+++ Quoted passage

Just a math question I have?
Also why isn't a 50-50 bet?
2 Answers
- 7 years ago
I have a way of explaining without using fractions or any math crap. Just think of it this way:
I place 100 cups upside down on the floor, and I put a car key underneath 1 of the cups.
I say to you: "1 of these 100 cups has a car key underneath it. Choose one cup and if you get the correct cup you will get to keep the key to win a brand new car."
Then you choose 1 of the 100 cups. Before you pull the cup out of the floor to check if there are keys underneath it, I tell you: "WAIT! Before you pull that cup, I will remove 98 of these 100 cups, and neither of them has the car key underneath, so now there are only 2 cups left, the one you chose, and another one. Now I will give you the choice to either stay with your chosen cup, or to switch to the other cup that is left."
What would you do? You would OBVIOUSLY SWITCH to the other cup, because the keys are almost definitely underneath that cup, instead of being underneath the cup you first chose.
The Monty Hall problem is exactly like this, but instead of there being 100 cups and the presenter revealing 98 of them, there are only 3 cups and he reveals 1 of them. He still leaves 2 cups, the one you chose and another one, and that other one will be the cup with the prize most of the time.
- 7 years ago
The reason switching is the preferred strategy, is because the door that Monty opens depends on where the winning door is.
It’s easy to understand that your initial chance of picking the winning door is 1/3. It’s also easy to understand that the chance of at least one of the other two doors being the winning door is 2/3.
If Monty gave you the opportunity to switch WITHOUT opening a door, then your chance of picking a wining door by switching would be ½ of 2/3, which is 1/3 (same as your initial chance).
If HIS choice was random, then 1 out of 3 times he would open a winning door. The other 2 out of 3 times, your odds WOULD be 50/50.
Since his choice is NOT random, and since he will ALWAYS open a losing door, 2 out of 3 times, he will open a losing door and leave a winning door. The other 1 out of 3 times, both of the “other” two doors will be losers.
Because Monty ALWAYS opens as losing door, by switching, your chances increase from 1/3 to 2/3. It’s as if he’s saying do you want to stick with your initial choice (1/3)? Or pick both of the other doors (2/3), and I’ll open one of them to confirm that it is a loser.

++++++

*Directives:*
(1) Write out the part of the Monty Hall thread between "The Monty Hall" and "of the time.", inclusive.
(2) In the Monty Hall thread's cup illustration, how many cups does the presenter say he will remove?
(3) Summarize the Monty Hall thread in two sentences.

+++ Available data

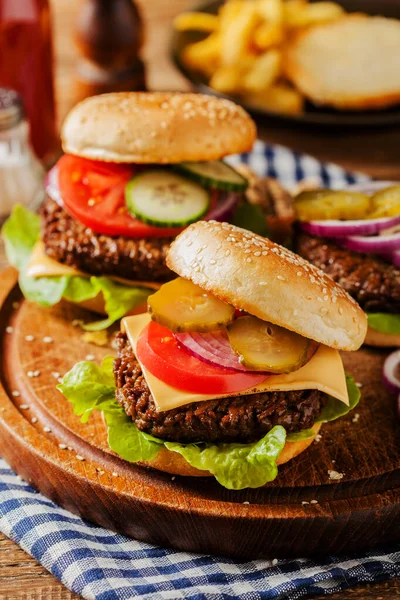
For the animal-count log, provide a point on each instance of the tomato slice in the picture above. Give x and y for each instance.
(158, 350)
(94, 193)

++++++

*Task results:*
(1)
The Monty Hall problem is exactly like this, but instead of there being 100 cups and the presenter revealing 98 of them, there are only 3 cups and he reveals 1 of them. He still leaves 2 cups, the one you chose and another one, and that other one will be the cup with the prize most of the time.

(2) 98 of the 100 cups.

(3) One answer explains why the game isn't a 50-50 bet with a 100-cup version: after 98 cups without the key are removed, you would obviously switch, and the three-cup Monty Hall setup works the same way. Another answer says that because Monty always opens a losing door rather than choosing at random, switching raises your chance of winning from 1/3 to 2/3.